# Task description:
The listing below is to be output in its exact form.

——

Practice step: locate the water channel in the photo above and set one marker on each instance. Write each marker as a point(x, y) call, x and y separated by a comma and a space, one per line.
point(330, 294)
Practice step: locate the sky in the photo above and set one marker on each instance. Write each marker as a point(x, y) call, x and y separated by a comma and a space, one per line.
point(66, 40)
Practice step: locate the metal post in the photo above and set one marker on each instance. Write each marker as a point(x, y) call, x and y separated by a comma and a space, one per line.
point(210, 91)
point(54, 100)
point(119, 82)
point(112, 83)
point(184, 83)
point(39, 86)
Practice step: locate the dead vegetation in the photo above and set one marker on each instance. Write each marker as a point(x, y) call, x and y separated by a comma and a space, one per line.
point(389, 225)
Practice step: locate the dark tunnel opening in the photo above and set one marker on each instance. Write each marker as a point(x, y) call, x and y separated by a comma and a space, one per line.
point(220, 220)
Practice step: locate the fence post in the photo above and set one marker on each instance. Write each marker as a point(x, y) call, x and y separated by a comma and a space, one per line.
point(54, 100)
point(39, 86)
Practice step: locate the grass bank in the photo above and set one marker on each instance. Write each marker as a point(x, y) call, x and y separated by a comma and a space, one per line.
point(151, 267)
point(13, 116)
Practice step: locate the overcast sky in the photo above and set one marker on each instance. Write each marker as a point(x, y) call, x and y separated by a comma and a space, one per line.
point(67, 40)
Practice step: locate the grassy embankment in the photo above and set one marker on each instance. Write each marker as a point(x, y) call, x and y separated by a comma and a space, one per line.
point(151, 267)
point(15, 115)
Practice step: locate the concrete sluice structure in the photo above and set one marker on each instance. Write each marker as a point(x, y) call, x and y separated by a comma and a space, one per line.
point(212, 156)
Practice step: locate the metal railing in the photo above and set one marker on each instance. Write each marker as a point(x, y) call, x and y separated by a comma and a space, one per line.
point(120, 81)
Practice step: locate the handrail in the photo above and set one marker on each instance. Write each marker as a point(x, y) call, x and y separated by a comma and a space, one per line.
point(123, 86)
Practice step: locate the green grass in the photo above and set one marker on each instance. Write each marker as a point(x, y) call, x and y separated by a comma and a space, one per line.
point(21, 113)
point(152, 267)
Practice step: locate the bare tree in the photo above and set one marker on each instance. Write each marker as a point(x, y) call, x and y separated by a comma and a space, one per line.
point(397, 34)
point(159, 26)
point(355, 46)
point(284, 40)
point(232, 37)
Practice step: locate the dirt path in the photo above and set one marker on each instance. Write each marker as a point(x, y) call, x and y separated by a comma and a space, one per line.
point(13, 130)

——

# Final result:
Practice step: locate the water channel in the photo above and set one marker on each instance. Write each marker as a point(x, y) call, x and y separated by a comma and a space, one per line.
point(330, 294)
Practice step: locate the sky in the photo above and set one marker on each instance. Write each marker as a point(x, y) call, x and y separated by a comma and a space, one per line.
point(66, 40)
Practice step: locate the metal post in the photo above and set one marker on each instance. Write each marker as a point(x, y) call, x and y separated by a comma and a space, one per line.
point(210, 91)
point(54, 100)
point(119, 82)
point(112, 83)
point(184, 83)
point(39, 86)
Practice step: locate the dead vegetation in the photo above and set one marker on each instance. Write each marker as a point(x, y) call, x and y separated by a comma and a space, one per line.
point(389, 225)
Practice step: locate the dark tunnel opening in the photo above and set one marker on each instance. Write each marker as a point(x, y) call, x and y separated by a comma and a space, one per line.
point(220, 220)
Practice step: locate the fence post in the photo above and set one marker on each instance. Write each marker as a point(x, y) call, x and y separated by a comma and a space, one per line.
point(54, 100)
point(39, 86)
Practice step: locate the grass bank in the photo above and set one marker on each instance. Write each marker as a point(x, y) call, x and y separated by a comma and a space, one per line.
point(151, 267)
point(13, 116)
Practice step: locate the overcast sky in the photo above and set one marker on each instance. Write each marker as a point(x, y) call, x and y separated by a comma and a space, one per line.
point(67, 40)
Practice step: locate the grassy embankment in the photo above and set one marker on each instance. Write each marker as a point(x, y) call, x and y separated by a comma and a space, one per line.
point(151, 267)
point(15, 115)
Practice step: locate the concrete sluice structure in the photo above and set one marker on each instance. Write each marker as a point(x, y) call, x and y separated by a comma and a space, one per line.
point(212, 156)
Practice step: locate the metal railing in the photo above and set one marker on each instance. Write each marker as a point(x, y) call, x and y separated by a comma and a space, one per line.
point(120, 81)
Practice step: locate the handrail in the photo above and set one marker on each instance. Write each marker as a point(x, y) call, x and y separated by a comma and a space, one per line.
point(123, 86)
Practice step: locate the green grass in the photo above and set one marker on each instance. Write each marker as a point(x, y) call, x and y separated by a comma and a space, one per line.
point(21, 113)
point(152, 267)
Practice step: locate the bare tree in the photo above and set one marker on each instance. Write each marker as a point(x, y) call, x and y separated by a comma and a space, one per line.
point(397, 34)
point(159, 26)
point(355, 46)
point(284, 40)
point(232, 37)
Practice step: locate the dirt path in the photo above and set one marker on each instance. Write each marker as a point(x, y) call, x and y separated by a comma and a space, one per line.
point(13, 130)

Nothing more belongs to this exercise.